** AUSGEWÄHLTER AUSZUG **
★ ★ ★ ★

Gott kündigt also an, daß er das Unheil vollstrecken, den Bund als beendet ansehen wird, wie im Töpfergleichnis und anderswo angekündigt (man beachte den Verweis auf Rücken und Gesicht — ius talionis…). Aber Er kündigt zugleich einen neuen, ewigen Bund an, den Er schließen wird und in dem Er die Menschen mit allen Mitteln ausstatten wird, die sie brauchen, um gottesfürchtig zu sein und zu bleiben.

Der knappe Jeremiabezug in der Perikope vom Ende des Judas bei Matthäus deutet also in großer Tiefe die bevorstehende Passion, und es sind gerade diejenigen, die die Schuld an Jesu Kreuzestod haben, die in ihren Handlungen unwissentlich prophetisch deuten, was im folgenden auf einer tieferen, geistigen und metaphysischen Ebene passieren wird.

★ ★ ★ ★

Gespeicherte Zeilen
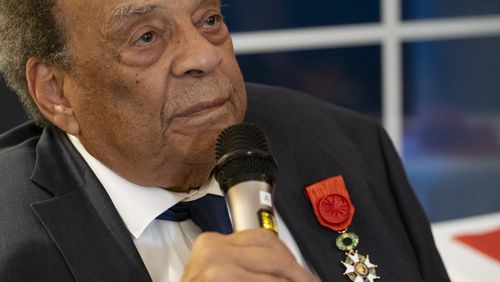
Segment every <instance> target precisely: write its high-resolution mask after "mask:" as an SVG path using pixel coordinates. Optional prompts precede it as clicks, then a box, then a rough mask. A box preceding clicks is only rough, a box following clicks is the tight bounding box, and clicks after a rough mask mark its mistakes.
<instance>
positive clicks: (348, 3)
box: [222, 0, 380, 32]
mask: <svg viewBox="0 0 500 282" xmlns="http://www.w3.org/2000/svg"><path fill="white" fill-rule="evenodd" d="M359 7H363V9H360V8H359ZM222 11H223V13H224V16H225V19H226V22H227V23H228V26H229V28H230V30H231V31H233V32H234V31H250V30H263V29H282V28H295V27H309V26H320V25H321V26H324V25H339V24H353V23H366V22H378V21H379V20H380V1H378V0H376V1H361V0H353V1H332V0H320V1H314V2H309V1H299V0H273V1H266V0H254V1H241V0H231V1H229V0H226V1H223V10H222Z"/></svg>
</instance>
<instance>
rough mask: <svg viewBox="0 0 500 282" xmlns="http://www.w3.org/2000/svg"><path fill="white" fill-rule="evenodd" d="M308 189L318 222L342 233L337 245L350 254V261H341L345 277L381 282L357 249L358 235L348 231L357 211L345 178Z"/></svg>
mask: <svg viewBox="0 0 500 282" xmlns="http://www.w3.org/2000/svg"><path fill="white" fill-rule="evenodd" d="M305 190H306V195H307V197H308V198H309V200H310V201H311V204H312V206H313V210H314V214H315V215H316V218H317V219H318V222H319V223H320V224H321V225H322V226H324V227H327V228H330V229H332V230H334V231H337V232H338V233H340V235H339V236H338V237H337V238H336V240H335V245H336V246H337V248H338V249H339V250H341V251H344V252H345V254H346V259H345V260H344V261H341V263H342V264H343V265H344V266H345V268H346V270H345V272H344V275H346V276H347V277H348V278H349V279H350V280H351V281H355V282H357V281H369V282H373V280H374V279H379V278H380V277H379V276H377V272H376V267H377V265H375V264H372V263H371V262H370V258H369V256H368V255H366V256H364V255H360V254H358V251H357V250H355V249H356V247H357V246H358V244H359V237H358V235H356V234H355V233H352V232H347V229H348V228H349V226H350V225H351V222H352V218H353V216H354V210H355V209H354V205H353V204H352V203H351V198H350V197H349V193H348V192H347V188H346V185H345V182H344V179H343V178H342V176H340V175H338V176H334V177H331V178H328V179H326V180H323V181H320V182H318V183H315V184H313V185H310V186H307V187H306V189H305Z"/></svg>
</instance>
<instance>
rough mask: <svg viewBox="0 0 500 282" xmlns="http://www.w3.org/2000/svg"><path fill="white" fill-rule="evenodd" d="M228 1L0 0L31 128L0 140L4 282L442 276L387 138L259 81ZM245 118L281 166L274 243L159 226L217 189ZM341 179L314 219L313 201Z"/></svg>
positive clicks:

★ ★ ★ ★

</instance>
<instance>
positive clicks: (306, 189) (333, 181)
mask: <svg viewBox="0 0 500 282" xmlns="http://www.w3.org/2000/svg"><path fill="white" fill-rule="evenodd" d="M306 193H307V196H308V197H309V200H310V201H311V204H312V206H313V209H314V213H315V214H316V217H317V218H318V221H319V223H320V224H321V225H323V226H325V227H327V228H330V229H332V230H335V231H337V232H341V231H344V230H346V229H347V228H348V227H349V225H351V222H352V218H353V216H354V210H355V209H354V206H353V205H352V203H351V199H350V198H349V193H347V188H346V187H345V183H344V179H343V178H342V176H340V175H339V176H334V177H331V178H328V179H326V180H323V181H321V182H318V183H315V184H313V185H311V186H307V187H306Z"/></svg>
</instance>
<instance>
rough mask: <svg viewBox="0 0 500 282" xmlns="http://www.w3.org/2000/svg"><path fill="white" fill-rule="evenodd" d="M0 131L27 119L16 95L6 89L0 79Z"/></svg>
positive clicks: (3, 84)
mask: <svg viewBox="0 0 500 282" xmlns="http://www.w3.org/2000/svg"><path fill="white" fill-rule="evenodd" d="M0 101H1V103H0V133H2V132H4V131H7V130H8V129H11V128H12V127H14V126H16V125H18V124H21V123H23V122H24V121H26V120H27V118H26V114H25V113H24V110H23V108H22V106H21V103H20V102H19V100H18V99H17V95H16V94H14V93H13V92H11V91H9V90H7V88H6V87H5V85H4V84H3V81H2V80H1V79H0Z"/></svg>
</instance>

★ ★ ★ ★

** GELESENES ANWENDEN **
A) Was kündigt Gott laut dem Auszug über den Jeremiabezug bei Matthäus zugleich mit dem Ende des Bundes an?
B) Nimm den Auszug über den Jeremiabezug bei Matthäus auf und führe ihn nach seinem letzten Satz weiter.
Die Zeilen stammen aus einer anderen Quelle.

** GELÖSTE AUFGABEN **
A) Einen neuen, ewigen Bund, den er schließen wird.

B)
In dieser Interpretation erscheint dann der Bezug auf die Exodusstelle auch nicht mehr allein als zufällig. Es könnte durchaus sein, daß Matthäus auch an die Plagen in Ägypten dachte, an das Unheil, das der verstockte Pharao als Führer über sein Volk brachte (wie die Hohenpriester über ihr Volk), die zugleich die Voraussetzung für die Befreiung des Volkes Israel aus der Knechtschaft waren. Nicht umsonst ist der Durchzug durchs Rote Meer die einzige Lesung der Osternacht, die niemals und unter keinen Umständen entfallen darf. (Was leider nicht heißt, daß man sich auch daran hielte. Mir erklärte ein emeritierter Theologieprofessor mal, angesichts des Nahostkonflikts könne er diese Lesung gerade in der Osternacht nicht ertragen und habe daher in seiner Gemeinde durchgesetzt, daß sie nicht gelesen werde. *facepalm*)

Diese unscheinbare und in ihrer Ausführlichkeit geradezu irritierende, störende Stelle hat es theologisch also in sich.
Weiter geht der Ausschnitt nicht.